Things to do:
(a) Write out word for word the part of the GV80 review that opens with the words containing "The point is Genesis" and closes with "I-75 and I-94.".
(b) List every city named in the GV80 review.

Selected passage:
• • • • • • •
We came to this affluent suburb north of Detroit for a quick rinse test drive of the 2021 Genesis GV80. This was a regional affair with similar events scheduled for L.A. and New York, thanks to COVID-19.
The point is Genesis is trying to adapt to the times. So, this is going to be a quick rinse review. Luxury manufacturers have always been known for their sedans and that is the way that Genesis started, introducing three well-received sedans.
But this is a crossover market and critics and observers alike have been waiting for Genesis to introduce a utility vehicle and now they have, the 2021 GV80.
Our vehicle possessed a sticker of $66,475. What’s more, it didn’t seem overpriced.
On streets chock full of crossovers and sport utilities of all stripes, the GV80 stood out. As we drove it to an Eastside suburb, heads turn which was significant since we were on expressways – I-75 and I-94.
It had a quad lamp design in the front and at the rear. The grille was a G-Matric pattern inspired by the sparkle of diamonds when illuminated by light. That’s what Genesis said. The point is that this crossover had the large wide-mouthed V that is the signature of Genesis.
• • • • • • •
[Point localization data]
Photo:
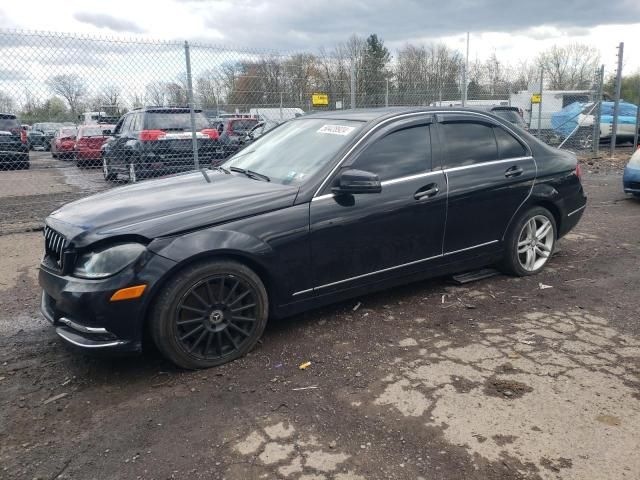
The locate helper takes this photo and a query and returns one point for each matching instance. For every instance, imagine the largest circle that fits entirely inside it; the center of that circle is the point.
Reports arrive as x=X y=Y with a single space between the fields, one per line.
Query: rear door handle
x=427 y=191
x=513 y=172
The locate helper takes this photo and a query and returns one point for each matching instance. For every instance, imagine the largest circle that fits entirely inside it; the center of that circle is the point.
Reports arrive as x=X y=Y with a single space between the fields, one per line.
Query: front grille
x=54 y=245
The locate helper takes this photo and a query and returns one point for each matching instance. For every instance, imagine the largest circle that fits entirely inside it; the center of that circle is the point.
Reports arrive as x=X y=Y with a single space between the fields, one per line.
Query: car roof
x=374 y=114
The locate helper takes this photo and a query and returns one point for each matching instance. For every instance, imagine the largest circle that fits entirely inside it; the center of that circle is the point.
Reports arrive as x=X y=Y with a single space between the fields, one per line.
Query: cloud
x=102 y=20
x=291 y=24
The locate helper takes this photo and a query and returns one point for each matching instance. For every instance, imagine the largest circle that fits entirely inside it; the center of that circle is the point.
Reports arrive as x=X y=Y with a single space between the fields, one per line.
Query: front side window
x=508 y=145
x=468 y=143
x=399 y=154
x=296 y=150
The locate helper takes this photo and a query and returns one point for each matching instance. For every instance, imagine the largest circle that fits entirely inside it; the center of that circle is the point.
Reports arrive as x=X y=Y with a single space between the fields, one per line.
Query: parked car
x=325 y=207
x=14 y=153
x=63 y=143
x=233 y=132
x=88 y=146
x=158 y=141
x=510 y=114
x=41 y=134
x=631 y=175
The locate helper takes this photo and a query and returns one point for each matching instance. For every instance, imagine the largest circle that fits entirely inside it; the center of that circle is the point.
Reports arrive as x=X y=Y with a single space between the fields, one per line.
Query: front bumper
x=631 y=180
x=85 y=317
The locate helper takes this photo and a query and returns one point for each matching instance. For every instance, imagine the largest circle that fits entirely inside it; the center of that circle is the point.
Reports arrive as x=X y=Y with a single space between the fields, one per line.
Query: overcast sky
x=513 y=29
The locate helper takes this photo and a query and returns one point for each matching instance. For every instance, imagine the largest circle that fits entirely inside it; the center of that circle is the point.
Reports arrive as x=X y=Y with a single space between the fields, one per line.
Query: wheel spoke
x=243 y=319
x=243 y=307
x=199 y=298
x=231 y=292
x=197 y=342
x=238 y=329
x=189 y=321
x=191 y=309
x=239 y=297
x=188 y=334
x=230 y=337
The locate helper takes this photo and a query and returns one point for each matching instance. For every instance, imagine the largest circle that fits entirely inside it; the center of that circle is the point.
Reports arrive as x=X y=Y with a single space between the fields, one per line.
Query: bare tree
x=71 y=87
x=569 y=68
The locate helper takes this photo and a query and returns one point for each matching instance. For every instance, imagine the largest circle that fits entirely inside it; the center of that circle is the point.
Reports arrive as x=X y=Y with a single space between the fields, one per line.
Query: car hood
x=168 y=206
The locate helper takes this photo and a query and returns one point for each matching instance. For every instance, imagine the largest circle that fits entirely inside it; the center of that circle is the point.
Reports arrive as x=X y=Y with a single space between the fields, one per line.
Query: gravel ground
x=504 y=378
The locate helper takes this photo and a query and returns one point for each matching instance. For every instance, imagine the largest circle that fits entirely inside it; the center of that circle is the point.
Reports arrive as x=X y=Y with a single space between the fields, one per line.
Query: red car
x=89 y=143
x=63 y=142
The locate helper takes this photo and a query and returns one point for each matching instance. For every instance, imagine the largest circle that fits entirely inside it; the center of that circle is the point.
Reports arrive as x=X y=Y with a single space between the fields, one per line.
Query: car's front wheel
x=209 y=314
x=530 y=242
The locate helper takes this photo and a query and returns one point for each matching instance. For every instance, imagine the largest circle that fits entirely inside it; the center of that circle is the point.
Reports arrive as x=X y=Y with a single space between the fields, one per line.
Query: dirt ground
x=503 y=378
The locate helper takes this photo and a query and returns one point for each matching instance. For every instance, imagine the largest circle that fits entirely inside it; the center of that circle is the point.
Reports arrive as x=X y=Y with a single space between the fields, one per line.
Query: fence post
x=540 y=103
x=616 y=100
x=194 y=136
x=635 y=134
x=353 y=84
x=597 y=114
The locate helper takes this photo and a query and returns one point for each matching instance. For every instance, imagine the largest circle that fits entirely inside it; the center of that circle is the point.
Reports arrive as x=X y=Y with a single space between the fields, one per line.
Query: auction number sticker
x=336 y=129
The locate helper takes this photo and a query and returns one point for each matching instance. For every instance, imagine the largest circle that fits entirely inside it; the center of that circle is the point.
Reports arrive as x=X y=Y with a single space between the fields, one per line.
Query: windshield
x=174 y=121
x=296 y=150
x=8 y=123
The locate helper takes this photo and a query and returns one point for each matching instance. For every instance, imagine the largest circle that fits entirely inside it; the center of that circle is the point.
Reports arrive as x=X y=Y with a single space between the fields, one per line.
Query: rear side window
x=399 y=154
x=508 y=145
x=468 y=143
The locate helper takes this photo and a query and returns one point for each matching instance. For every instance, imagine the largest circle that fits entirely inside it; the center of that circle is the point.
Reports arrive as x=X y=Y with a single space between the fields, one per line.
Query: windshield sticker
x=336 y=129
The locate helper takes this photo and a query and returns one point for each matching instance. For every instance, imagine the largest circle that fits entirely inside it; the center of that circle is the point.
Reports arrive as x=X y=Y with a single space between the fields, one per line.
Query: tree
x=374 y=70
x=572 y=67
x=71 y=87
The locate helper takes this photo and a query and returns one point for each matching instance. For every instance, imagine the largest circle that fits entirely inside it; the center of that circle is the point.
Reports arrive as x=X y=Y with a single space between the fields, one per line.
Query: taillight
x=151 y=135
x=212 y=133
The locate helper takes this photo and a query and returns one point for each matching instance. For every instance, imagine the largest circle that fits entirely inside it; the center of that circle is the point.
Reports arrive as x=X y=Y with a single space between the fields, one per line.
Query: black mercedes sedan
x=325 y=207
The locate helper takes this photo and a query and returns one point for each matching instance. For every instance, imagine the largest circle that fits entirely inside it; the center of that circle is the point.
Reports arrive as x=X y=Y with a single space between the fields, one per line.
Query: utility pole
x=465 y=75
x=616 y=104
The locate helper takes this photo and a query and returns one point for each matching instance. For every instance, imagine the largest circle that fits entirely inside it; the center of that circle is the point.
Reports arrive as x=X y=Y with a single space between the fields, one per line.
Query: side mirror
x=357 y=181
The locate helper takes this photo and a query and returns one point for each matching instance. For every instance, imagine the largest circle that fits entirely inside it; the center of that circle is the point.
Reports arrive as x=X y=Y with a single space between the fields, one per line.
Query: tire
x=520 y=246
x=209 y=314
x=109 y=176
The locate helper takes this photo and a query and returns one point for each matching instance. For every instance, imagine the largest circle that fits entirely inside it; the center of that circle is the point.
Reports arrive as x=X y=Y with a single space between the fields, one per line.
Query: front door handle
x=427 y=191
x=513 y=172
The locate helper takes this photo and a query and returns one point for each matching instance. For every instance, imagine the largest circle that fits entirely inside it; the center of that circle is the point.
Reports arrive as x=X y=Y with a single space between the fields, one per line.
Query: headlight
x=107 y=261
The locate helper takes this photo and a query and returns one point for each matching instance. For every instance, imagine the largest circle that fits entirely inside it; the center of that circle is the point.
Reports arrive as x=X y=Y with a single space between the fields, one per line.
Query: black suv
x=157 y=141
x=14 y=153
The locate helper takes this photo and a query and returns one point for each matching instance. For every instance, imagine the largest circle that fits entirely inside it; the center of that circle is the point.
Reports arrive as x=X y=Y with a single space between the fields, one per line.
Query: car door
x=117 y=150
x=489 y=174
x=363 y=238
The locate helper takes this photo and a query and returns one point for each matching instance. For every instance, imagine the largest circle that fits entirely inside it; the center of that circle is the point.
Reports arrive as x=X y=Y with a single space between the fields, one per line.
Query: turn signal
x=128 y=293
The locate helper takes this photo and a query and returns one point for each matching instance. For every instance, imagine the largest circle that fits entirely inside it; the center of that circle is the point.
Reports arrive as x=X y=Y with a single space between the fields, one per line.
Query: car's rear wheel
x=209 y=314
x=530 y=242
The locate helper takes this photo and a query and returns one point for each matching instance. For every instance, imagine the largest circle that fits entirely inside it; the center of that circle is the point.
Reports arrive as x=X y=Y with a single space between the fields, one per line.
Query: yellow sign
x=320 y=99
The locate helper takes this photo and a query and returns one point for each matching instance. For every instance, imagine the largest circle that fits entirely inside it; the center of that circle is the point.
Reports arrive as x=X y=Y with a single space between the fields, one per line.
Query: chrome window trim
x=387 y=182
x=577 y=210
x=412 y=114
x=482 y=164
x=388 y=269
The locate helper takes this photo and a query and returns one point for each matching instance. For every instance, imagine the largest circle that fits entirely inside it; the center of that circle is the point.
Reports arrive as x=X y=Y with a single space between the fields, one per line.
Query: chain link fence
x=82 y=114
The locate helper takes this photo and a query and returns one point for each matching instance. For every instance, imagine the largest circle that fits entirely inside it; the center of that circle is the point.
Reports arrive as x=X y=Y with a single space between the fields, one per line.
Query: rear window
• • • • • • •
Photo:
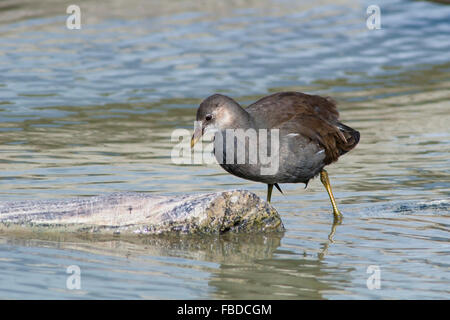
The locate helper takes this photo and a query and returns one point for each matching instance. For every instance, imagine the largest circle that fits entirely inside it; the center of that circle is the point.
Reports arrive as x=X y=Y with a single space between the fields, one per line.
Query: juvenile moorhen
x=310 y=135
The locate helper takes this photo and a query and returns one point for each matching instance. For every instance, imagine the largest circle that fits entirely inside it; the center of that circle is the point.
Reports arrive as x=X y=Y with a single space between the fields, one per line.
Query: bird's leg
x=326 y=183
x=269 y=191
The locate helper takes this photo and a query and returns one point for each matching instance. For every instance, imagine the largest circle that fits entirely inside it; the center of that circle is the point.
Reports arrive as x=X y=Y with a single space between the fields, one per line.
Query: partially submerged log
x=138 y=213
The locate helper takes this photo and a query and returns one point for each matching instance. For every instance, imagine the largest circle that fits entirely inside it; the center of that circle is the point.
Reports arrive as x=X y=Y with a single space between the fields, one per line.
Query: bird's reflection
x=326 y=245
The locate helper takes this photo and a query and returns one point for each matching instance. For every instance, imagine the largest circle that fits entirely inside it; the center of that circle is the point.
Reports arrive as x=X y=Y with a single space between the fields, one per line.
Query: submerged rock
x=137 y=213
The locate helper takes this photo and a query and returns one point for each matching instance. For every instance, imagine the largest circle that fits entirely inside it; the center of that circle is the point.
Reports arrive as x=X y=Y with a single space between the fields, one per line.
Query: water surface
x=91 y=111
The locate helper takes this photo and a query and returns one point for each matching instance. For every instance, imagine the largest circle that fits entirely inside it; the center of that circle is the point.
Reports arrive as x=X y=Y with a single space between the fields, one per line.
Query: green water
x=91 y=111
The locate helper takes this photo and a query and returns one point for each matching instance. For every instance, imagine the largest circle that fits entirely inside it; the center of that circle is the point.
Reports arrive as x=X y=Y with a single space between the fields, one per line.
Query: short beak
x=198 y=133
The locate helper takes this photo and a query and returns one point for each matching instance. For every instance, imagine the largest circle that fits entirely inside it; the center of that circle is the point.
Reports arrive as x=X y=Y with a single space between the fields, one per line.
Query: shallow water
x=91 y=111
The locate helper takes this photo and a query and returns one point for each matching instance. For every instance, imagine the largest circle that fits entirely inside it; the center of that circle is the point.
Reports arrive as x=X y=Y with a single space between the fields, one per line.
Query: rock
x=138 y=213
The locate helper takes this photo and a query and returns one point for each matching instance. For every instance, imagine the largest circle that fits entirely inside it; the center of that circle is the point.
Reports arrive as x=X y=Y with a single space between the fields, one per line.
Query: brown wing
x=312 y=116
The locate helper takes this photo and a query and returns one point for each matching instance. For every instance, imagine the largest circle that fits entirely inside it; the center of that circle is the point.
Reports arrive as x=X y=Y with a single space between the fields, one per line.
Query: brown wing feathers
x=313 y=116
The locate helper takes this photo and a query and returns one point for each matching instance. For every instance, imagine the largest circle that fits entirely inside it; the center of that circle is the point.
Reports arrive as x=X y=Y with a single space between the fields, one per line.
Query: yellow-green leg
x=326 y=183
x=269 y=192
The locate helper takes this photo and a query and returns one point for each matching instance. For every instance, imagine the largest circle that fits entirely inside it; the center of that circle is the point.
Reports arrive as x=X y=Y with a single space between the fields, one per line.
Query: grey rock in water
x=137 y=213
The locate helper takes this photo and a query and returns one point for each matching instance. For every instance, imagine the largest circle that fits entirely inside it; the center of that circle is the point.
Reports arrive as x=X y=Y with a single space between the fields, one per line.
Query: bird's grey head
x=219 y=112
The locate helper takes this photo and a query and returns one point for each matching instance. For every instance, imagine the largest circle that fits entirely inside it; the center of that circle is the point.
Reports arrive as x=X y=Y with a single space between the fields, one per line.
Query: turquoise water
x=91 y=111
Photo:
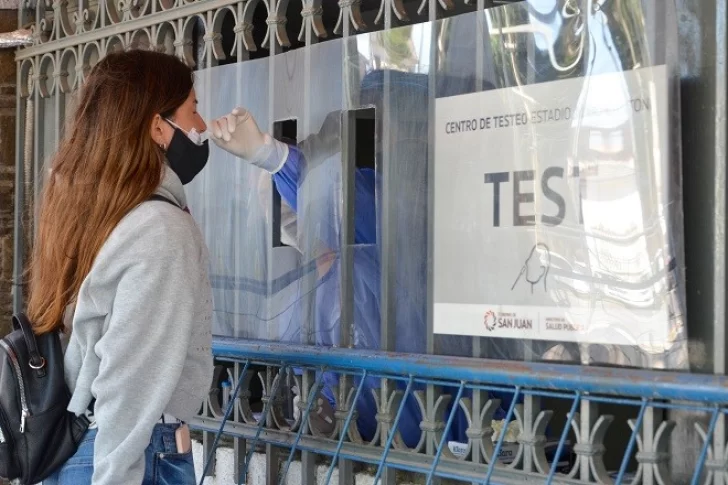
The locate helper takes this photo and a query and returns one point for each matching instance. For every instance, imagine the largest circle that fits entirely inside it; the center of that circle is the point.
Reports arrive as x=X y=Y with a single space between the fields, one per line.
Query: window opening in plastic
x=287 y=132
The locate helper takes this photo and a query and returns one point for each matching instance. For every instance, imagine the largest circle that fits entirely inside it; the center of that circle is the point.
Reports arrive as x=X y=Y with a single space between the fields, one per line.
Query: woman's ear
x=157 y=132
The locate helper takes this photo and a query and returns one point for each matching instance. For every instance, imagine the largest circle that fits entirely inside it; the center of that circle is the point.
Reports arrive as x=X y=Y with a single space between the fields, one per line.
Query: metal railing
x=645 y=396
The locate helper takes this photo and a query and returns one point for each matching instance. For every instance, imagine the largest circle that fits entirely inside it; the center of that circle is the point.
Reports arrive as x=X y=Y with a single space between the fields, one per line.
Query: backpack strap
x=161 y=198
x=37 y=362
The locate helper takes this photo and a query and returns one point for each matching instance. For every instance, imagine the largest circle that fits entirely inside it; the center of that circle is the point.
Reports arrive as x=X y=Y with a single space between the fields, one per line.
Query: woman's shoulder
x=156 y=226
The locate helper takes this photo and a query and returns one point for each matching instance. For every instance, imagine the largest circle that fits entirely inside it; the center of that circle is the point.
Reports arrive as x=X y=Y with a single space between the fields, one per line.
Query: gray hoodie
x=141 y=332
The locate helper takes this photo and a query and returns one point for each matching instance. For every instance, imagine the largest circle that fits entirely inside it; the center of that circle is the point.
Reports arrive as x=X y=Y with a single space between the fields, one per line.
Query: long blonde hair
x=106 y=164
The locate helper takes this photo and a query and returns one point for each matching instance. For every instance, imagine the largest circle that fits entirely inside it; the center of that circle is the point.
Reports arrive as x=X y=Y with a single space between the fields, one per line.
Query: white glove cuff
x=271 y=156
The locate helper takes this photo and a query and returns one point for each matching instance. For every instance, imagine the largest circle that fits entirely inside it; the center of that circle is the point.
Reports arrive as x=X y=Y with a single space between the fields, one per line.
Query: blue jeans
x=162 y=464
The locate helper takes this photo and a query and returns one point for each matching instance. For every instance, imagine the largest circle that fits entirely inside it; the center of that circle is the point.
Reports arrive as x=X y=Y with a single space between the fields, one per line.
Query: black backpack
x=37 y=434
• • • • • • •
Results for the exercise:
(a)
The point is Genesis is trying to adapt to the times. So, this is going to be a quick rinse review. Luxury manufacturers have always been known for their sedans and that is the way that Genesis started, introducing three well-received sedans.
But this is a crossover market and critics and observers alike have been waiting for Genesis to introduce a utility vehicle and now they have, the 2021 GV80.
Our vehicle possessed a sticker of $66,475. What’s more, it didn’t seem overpriced.
On streets chock full of crossovers and sport utilities of all stripes, the GV80 stood out. As we drove it to an Eastside suburb, heads turn which was significant since we were on expressways – I-75 and I-94.

(b) Detroit, L.A., New York